(Task 1): According to the file transfer text, what does the rsync option -z do?
(Task 2): Please say whether each statement agrees with the file transfer text, and quote the deciding words: (a) Copying an entire folder with scp uses the option -r. (b) The port given for configuring host access is 21. (c) In FileZilla, CTRL + Q starts a queue.

** Text section follows **

Advantages of rsync over scp:

rsync is an efficient protocol to compare and copy files between directories or server. It can resume interrupted transfers and compress files on the fly.

  • Checksum Verification: rsync checks the hashsums of files and only transfers data if the hashes differ. This ensures that only the changed parts of the files are sent (so you can rsync a whole folder, and only the changes files will be send).
  • Timestamp Preservation: Using the -a flag with rsync preserves the modified timestamps of files, which is particularly useful for tools like Snakemake.

If you prefer using SCP (Secure Copy Protocol) for transferring files between a local and remote host, or between two remote hosts, here are some useful commands:

# copy from local to remote
scp /home/my_laptop/files.txt username@login.server.dk:/home/username/myproject/

# If you want to copy an entire folder, use the option -r (recursive copy)
scp -r /home/my_laptop/myfolder username@login.server.dk:/home/username/myproject/

# check other options available 
scp --help 

Important rsync options:

  • -a: Archive mode, preserves file attributes like timestamps and permissions (important if you are using snakemake).
  • -v: Verbose mode, provides detailed information during transfer.
  • -z: Compresses data during transfer, reducing the amount of data sent over the network.
  • -c: Enables checksum checking, ensuring that files are identical by comparing their contents rather than just their size and modification time.

Interactive transfer

For users who prefer a graphical interface, tools like Cyberduck and FileZilla can also be used for transferring files between servers.

  1. Download Filezilla here or Cyberduck here
  2. Open the app and configure the access information for your host machine (including password, username, ssh keys (if relevant) and port: 22).
    • Select SFTP (SSH File Transfer Protocol) option on Cyberduck
  3. Quick connect

This will establish a secure connection to your host. You can navigate through your folders and files. Right-click on any file you want to download or preview.

  • Filezilla: your local files will be display on the left-side of the dashboard. Right-click on them to upload or add it them to a transfer queue. If you have created a queue, this will be shown at the bottom of the window as a list. You can inspect destination folders from there and choose other options such as transfer priority. To start a queue, use CTRL + P, Transfer --> Process Queue or use the toolbar.
  • Cyberduck: you can drag files from your local to the host, choose the directory where you want them located.

UCloud Users

Data transfer

To transfer files between UCloud and your local machine, you must first configure your SSH keys. If you haven’t done so already, follow the instructions in the SSH keys section.

** End of Text section **
** Data excerpts follows **

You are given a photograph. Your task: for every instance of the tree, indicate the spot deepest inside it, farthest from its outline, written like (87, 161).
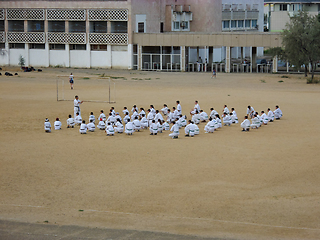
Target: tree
(300, 40)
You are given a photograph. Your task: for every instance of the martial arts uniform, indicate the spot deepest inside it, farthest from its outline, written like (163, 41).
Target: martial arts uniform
(91, 127)
(101, 125)
(57, 125)
(70, 122)
(92, 117)
(277, 113)
(136, 125)
(129, 128)
(190, 130)
(203, 116)
(270, 116)
(245, 124)
(78, 120)
(110, 130)
(144, 122)
(153, 128)
(47, 126)
(118, 127)
(83, 128)
(227, 120)
(175, 131)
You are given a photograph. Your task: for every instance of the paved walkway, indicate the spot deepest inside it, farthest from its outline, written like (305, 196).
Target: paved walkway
(26, 231)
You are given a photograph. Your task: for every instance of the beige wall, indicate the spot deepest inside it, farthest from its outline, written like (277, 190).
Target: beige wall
(217, 40)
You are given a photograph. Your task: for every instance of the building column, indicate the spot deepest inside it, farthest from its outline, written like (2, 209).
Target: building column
(139, 57)
(228, 59)
(275, 64)
(182, 58)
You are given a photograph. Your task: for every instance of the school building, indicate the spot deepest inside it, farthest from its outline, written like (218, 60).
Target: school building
(162, 35)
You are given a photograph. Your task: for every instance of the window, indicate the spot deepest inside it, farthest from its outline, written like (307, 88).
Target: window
(254, 23)
(141, 27)
(56, 26)
(1, 26)
(176, 25)
(78, 47)
(36, 46)
(16, 26)
(240, 23)
(247, 23)
(233, 23)
(98, 27)
(57, 46)
(99, 47)
(283, 7)
(119, 27)
(77, 26)
(35, 26)
(17, 46)
(226, 24)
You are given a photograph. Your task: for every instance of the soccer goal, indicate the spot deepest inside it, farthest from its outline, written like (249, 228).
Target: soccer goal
(89, 89)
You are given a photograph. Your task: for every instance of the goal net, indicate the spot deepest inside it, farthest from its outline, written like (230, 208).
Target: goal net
(89, 89)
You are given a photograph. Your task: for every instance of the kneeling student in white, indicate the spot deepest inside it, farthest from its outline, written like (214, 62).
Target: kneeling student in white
(245, 124)
(110, 130)
(83, 127)
(129, 128)
(70, 122)
(91, 126)
(175, 130)
(101, 125)
(78, 119)
(57, 124)
(153, 128)
(118, 127)
(47, 126)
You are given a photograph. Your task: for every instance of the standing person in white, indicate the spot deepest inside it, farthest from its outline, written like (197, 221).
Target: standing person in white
(76, 104)
(47, 126)
(277, 113)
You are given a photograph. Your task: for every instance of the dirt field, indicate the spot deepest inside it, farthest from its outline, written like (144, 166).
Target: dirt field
(262, 184)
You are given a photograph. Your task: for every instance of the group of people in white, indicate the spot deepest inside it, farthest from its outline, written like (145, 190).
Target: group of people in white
(159, 120)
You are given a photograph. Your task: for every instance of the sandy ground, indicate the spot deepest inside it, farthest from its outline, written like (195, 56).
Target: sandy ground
(263, 184)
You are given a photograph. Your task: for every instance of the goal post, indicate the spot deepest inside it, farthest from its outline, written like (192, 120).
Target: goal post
(90, 89)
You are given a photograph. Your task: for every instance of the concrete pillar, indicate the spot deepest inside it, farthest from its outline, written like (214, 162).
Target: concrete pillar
(228, 60)
(275, 64)
(182, 58)
(139, 57)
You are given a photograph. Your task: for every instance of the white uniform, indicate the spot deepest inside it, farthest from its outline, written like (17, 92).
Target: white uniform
(93, 118)
(227, 120)
(76, 104)
(91, 127)
(136, 125)
(83, 128)
(245, 124)
(264, 118)
(203, 116)
(110, 130)
(47, 126)
(78, 120)
(277, 113)
(144, 122)
(129, 128)
(190, 129)
(70, 122)
(118, 127)
(175, 131)
(57, 125)
(153, 128)
(210, 127)
(103, 116)
(101, 125)
(164, 110)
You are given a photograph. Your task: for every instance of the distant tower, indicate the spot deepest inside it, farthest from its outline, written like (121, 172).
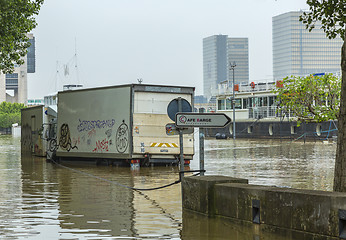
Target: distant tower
(14, 86)
(296, 51)
(238, 52)
(218, 52)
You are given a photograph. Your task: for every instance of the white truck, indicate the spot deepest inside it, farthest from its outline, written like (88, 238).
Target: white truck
(119, 124)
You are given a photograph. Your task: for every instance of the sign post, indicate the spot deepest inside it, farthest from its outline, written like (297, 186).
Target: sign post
(201, 150)
(201, 120)
(181, 140)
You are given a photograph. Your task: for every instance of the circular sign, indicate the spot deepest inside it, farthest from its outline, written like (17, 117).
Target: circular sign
(173, 107)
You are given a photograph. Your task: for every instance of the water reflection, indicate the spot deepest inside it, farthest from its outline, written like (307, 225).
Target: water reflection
(273, 162)
(40, 200)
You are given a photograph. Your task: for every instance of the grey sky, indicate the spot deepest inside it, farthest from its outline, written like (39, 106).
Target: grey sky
(159, 41)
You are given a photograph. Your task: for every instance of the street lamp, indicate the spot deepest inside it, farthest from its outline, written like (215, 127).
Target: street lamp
(231, 67)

** End of Data excerpts **

(Expected answer 1): It compresses data during transfer, reducing the amount of data sent over the network.

(Expected answer 2):
(a) Yes: "If you want to copy an entire folder, use the option -r (recursive copy)"
(b) No: "port: 22"
(c) No: "To start a queue, use CTRL + P"